(Written request) Return each line of the items below that contains the string "Target". Uppercase and lowercase count as different.

(Coordinate annotation records)
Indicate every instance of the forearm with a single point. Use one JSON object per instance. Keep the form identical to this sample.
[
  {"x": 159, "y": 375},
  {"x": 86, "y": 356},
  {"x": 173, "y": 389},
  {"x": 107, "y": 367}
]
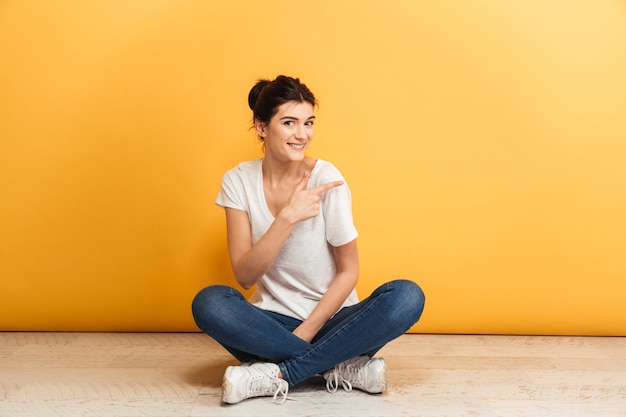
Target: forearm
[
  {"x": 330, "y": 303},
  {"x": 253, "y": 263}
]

---

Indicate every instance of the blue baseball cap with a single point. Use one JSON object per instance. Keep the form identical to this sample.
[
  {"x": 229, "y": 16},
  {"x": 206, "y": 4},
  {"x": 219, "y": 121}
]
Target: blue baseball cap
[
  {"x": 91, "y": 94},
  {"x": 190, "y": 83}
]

(Written reply)
Target: forearm
Target: blue baseball cap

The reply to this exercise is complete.